Excerpts of pointing data:
++++

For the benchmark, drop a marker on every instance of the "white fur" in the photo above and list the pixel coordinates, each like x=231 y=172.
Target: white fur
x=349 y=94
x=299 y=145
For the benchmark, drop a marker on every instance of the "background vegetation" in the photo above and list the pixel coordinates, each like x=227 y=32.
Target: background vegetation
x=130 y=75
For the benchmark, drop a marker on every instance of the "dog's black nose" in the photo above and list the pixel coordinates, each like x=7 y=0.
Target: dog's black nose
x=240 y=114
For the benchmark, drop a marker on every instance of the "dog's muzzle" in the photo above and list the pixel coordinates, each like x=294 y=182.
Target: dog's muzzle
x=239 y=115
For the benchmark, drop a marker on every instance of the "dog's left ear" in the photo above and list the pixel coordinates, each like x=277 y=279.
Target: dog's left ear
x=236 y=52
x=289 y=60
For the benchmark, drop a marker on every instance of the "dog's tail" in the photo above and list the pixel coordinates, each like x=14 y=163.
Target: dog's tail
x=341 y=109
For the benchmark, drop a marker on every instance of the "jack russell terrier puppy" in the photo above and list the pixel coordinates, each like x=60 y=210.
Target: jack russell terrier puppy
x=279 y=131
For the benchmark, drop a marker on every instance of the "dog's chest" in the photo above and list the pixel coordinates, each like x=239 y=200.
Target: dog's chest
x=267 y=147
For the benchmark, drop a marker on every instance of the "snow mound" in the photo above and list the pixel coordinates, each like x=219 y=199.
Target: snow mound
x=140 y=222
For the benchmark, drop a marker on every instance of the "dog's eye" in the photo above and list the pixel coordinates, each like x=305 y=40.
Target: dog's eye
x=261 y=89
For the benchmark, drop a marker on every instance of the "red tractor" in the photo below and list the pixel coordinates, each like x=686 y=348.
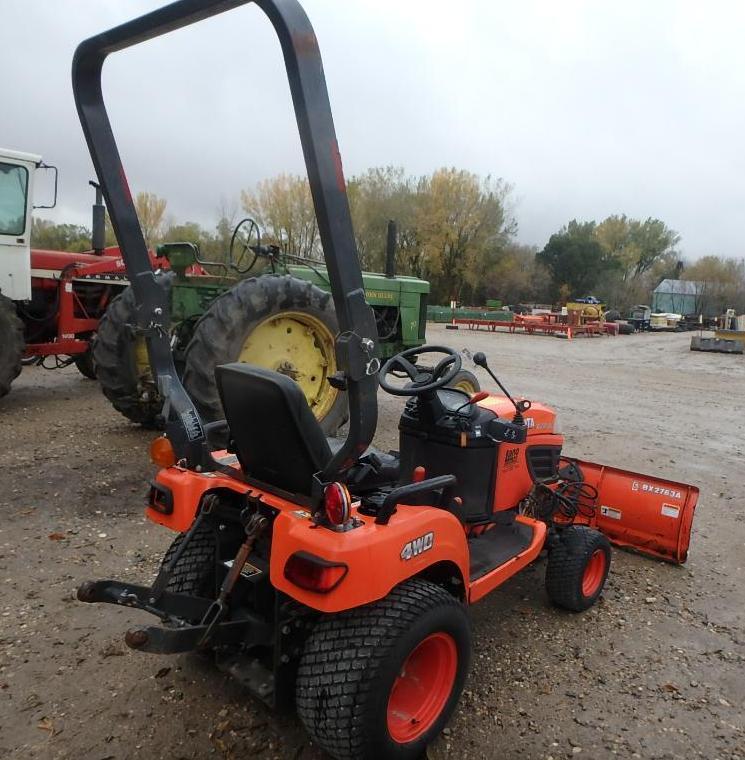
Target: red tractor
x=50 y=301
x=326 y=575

++++

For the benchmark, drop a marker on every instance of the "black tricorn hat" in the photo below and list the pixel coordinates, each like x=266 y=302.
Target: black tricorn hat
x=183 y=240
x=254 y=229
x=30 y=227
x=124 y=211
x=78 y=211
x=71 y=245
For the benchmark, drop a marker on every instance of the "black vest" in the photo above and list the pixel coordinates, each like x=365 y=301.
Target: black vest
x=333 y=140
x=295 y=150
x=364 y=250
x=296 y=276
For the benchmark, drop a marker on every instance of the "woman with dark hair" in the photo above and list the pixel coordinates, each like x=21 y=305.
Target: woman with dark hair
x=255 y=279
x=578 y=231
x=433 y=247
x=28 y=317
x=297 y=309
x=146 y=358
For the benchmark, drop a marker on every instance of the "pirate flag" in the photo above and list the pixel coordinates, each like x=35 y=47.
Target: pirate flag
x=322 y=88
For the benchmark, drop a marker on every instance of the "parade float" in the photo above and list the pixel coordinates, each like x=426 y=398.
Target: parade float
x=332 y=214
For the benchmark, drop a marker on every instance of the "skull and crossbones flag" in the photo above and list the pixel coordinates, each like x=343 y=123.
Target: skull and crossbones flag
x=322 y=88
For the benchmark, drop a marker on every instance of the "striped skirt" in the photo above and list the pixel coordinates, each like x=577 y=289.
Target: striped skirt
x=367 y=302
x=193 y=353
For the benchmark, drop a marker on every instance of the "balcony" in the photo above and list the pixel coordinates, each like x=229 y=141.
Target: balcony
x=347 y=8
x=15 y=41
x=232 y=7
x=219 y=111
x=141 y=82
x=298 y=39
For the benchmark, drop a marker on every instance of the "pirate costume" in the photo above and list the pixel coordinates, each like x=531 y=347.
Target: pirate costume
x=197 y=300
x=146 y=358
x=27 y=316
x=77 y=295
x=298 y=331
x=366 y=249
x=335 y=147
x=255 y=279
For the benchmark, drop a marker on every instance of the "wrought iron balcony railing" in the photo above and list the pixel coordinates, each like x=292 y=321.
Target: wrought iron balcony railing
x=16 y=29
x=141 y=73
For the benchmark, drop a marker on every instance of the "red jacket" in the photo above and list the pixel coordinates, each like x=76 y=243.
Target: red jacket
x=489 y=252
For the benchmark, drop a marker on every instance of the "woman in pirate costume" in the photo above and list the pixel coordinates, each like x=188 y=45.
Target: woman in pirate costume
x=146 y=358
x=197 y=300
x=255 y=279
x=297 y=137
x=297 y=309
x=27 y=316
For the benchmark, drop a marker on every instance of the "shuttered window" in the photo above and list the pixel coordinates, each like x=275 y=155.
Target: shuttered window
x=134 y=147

++++

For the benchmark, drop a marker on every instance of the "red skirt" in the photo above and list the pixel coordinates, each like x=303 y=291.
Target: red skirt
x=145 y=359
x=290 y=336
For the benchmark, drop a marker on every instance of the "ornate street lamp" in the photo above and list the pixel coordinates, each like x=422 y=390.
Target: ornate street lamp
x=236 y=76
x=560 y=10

++++

Task to complete: Replace "drop a marker on" with "place a dot on" in the lines starting at the one containing "like x=577 y=289." and ending at the one containing "x=489 y=252", and give back only those lines with nothing else changed.

Problem solution:
For the benchmark, place a dot on every instance of the "striped skirt" in the photo above and list the pixel coordinates, each like x=577 y=289.
Target: striped skirt
x=367 y=302
x=193 y=353
For the benchmark, place a dot on every instance of the "balcony" in the photo above and list the pixel coordinates, each like x=229 y=141.
Target: balcony
x=347 y=8
x=15 y=41
x=232 y=7
x=219 y=111
x=141 y=82
x=298 y=39
For the benchmark, place a dot on every instance of the "pirate costume" in the photo above and list the pixel coordinates, each like x=531 y=347.
Target: pirate costume
x=197 y=300
x=146 y=358
x=27 y=316
x=77 y=295
x=298 y=331
x=366 y=249
x=335 y=147
x=255 y=279
For the benchmark, place a dot on every instance of the "wrought iron balcony railing" in the photo above and list the pixel coordinates, each like x=292 y=321.
Target: wrought iron balcony railing
x=16 y=29
x=141 y=73
For the benchmark, place a dot on every instance of the "red jacket" in the photo above and list the pixel coordinates, each like x=76 y=243.
Target: red jacket
x=489 y=252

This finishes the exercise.